■ **Tujuan Latihan**
Tuliskan kembali bagian teks tentang lahan pertanian dan subsidi, mulai dari "Wakil HKTI Jatim" dan berakhir pada "tidak ada pembelinya.". Tukar setiap "petani" di dalamnya dengan "pekebun".

■ **Kutipan Teks**
Wakil HKTI Jatim Warsito juga mengatakan hal yang sama bahwa pemerintah harus tanggap dan cepat mengambil keputusan untuk melindungi lahan pertanian. “Kami hanya meminta peran aktif pemerintah terkait UU 41/2009 tentang LP2B Lahan Pangan Berkelanjutan, tentunya pemerintah harus bisa memproteksi agar lahan tersebut tidak berkurang,” ujar Warsito.
Terkait pencabutan subsidi pupuk, ia mengatakan pemerintah harus berani membalik sistem subsidi, dari subsidi tanam menjadi subsidi hasil. Dengan cara apapun, pemerintah harus bisa memberikan rasa aman dengan memberikan kepastian terjual.
Pemerintah, ujarnya, harus bertanggung jawab untuk membeli seluruh hasil panen yang dihasilkan petani. Tetapi sampai hari ini bisa dilihat petani di Kota Batu sampai melempar sayurnya ke sungai. Ini fakta karena memang tidak ada pembelinya.
“Keberadaan Bulog harus digenjot agar petani selalu diuntungkan. Tidak seperti hari ini waktu tanam pupuknya sulit kalau ada pun dengan harga tinggi, disparitas terlalu tinggi. Tetapi saat panen pemerintah membuka kran impor sehingga itu tidak akan ketemu. Maka berharapan Kadin jatim dan senator dari Jatim membantu membalik sistem subsidi. Yang diberikan bukan lagi subsidi pupuk tetapi subsidi pasca panen,” tandas Warsito
Sementara dari sisi nelayan, Sekretaris HNSI Jatim Sutoyo M Muslih berharap berharap perbankan mau untuk menjadikan aset kapal yang mereka miliki bisa dijadikan jaminan. Karena untuk menjadi nelayan yang berkembang, dari menengah kecil ke nelayan besar membutuhkan investasi yang besar.

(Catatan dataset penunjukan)
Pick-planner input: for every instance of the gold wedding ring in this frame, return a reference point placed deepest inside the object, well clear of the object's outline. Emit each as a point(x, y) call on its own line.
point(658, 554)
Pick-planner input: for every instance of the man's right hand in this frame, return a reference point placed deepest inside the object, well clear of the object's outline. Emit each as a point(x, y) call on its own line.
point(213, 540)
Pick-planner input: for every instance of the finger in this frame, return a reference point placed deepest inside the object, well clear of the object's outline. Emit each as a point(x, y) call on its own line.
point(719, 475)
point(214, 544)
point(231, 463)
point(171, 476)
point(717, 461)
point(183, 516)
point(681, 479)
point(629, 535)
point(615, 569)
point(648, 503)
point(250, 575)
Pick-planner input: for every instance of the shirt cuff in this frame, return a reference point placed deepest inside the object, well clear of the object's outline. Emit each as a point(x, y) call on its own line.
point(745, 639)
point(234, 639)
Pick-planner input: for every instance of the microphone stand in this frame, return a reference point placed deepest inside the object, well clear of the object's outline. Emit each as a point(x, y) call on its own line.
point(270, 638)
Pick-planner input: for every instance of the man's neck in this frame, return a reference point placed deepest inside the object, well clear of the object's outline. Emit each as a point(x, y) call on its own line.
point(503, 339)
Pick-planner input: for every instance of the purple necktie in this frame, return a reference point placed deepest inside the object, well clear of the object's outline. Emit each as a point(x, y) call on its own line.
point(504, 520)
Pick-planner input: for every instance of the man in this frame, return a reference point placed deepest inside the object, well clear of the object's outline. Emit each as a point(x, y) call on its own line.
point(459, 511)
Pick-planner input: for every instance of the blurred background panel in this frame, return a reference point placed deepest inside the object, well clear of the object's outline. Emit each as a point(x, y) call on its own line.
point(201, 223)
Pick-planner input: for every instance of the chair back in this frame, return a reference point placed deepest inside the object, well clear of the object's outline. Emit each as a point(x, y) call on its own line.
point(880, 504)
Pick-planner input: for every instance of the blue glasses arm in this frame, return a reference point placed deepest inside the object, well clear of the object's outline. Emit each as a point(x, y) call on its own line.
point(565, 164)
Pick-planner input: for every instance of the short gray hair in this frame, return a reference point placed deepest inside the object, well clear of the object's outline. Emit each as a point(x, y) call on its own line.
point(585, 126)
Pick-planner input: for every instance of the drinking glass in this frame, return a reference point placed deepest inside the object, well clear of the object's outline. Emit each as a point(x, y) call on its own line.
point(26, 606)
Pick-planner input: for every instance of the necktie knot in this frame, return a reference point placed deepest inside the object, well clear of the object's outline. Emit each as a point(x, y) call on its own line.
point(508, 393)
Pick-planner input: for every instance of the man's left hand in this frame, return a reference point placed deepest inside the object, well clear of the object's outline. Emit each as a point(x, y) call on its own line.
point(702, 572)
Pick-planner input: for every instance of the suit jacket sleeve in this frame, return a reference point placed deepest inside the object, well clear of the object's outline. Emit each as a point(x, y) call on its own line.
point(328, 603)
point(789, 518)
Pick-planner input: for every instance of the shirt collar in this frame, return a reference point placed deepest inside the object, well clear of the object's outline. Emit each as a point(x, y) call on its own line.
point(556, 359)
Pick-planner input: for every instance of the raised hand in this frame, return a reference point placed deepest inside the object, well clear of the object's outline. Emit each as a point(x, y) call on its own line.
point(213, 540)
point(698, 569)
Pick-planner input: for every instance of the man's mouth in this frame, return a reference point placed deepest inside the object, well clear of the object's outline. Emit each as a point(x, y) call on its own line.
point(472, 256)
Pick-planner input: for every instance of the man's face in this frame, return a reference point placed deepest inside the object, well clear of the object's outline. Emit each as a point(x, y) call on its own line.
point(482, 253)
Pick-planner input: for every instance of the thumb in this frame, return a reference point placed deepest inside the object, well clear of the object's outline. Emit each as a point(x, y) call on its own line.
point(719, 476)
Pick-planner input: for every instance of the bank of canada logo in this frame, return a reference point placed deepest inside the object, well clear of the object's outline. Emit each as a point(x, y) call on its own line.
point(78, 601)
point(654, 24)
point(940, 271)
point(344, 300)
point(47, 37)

■ **Hasil Latihan**
Wakil HKTI Jatim Warsito juga mengatakan hal yang sama bahwa pemerintah harus tanggap dan cepat mengambil keputusan untuk melindungi lahan pertanian. “Kami hanya meminta peran aktif pemerintah terkait UU 41/2009 tentang LP2B Lahan Pangan Berkelanjutan, tentunya pemerintah harus bisa memproteksi agar lahan tersebut tidak berkurang,” ujar Warsito.
Terkait pencabutan subsidi pupuk, ia mengatakan pemerintah harus berani membalik sistem subsidi, dari subsidi tanam menjadi subsidi hasil. Dengan cara apapun, pemerintah harus bisa memberikan rasa aman dengan memberikan kepastian terjual.
Pemerintah, ujarnya, harus bertanggung jawab untuk membeli seluruh hasil panen yang dihasilkan pekebun. Tetapi sampai hari ini bisa dilihat pekebun di Kota Batu sampai melempar sayurnya ke sungai. Ini fakta karena memang tidak ada pembelinya.